** Start of Data entries **
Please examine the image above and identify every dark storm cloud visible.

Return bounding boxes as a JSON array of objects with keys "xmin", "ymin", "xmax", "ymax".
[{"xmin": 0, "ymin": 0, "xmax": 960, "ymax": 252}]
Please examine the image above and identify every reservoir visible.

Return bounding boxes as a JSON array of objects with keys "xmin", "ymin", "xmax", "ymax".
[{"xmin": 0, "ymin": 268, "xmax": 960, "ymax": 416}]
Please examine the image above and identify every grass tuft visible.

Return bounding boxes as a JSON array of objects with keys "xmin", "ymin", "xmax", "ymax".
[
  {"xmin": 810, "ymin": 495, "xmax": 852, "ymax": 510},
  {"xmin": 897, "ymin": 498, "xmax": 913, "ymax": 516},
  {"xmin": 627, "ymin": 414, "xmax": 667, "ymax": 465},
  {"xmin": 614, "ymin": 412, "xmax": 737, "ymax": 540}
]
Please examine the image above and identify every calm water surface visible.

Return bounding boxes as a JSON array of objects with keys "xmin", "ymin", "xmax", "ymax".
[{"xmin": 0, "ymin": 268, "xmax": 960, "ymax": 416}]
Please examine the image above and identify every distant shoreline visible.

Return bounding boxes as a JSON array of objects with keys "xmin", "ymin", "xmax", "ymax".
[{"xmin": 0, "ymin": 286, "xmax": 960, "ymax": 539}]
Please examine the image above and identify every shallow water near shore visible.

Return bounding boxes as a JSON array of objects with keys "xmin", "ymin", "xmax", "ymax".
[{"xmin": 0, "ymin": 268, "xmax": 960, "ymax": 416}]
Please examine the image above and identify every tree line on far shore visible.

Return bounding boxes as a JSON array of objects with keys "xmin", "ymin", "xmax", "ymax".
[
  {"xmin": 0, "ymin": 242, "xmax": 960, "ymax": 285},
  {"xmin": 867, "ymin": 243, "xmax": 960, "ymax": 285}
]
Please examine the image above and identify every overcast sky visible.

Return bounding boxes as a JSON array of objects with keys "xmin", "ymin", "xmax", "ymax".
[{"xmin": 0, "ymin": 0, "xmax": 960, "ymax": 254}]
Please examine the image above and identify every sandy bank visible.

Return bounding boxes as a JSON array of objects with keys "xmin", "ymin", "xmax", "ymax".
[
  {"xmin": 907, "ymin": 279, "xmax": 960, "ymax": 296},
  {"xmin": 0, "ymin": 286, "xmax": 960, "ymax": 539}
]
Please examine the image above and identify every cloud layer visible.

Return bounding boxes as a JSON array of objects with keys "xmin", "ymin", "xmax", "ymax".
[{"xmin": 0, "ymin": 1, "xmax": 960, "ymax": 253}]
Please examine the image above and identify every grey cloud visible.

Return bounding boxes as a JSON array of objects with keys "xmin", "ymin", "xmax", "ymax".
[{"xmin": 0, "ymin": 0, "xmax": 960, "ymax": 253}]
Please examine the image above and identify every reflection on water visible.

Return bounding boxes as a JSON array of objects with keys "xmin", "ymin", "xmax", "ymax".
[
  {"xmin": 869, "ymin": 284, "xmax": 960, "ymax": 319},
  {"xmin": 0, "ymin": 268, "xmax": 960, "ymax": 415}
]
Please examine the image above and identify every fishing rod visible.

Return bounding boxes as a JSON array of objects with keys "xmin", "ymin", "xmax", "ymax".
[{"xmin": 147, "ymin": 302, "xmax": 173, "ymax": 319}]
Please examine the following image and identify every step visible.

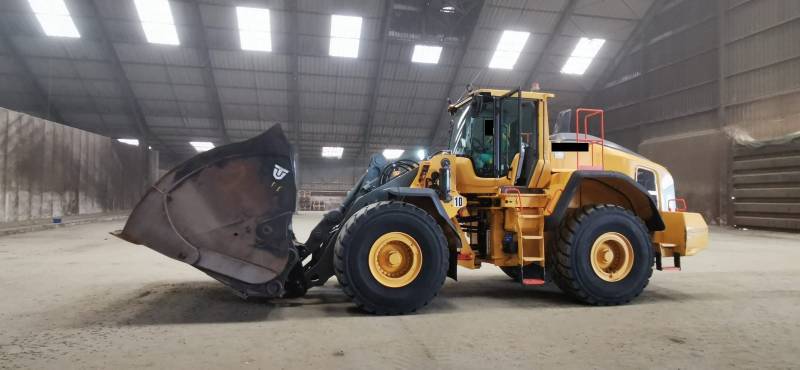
** End of Data entries **
### Objective
Copy the records again, starting with the line that contains "Please examine the image above and identify every sandy" and going on through the end of the records, with every bounding box coordinate in the answers shifted by -107. Leave the pictures out.

### Solution to the problem
Please examine the image above and identify every sandy bank visible.

Return bounding boxes as a JSON array of objects with keys "xmin", "ymin", "xmax", "ymax".
[
  {"xmin": 800, "ymin": 172, "xmax": 853, "ymax": 189},
  {"xmin": -107, "ymin": 179, "xmax": 853, "ymax": 432}
]
Please examine the image above and identify every cloud layer visible.

Return bounding boxes as a JSON array of objects with keys "xmin", "ymin", "xmax", "ymax".
[{"xmin": -107, "ymin": -106, "xmax": 853, "ymax": 146}]
Please examine the image above and identify every grey cloud visible.

Return bounding boxes as a JSON array of objects with keys "xmin", "ymin", "xmax", "ymax".
[{"xmin": -107, "ymin": -107, "xmax": 853, "ymax": 146}]
Please examine the image above and identify every reflection on water visible.

Return bounding boxes as a JSON array of objects with keys "xmin", "ymin", "xmax", "ymax".
[
  {"xmin": 762, "ymin": 177, "xmax": 853, "ymax": 212},
  {"xmin": -107, "ymin": 161, "xmax": 853, "ymax": 308}
]
Please examine the image above and identify every fishing rod visible.

Return bounding boxes as a JSON array of objects with keys "xmin", "ymin", "xmax", "ymax".
[{"xmin": 40, "ymin": 195, "xmax": 66, "ymax": 212}]
Please examine the following image and identify every step visible.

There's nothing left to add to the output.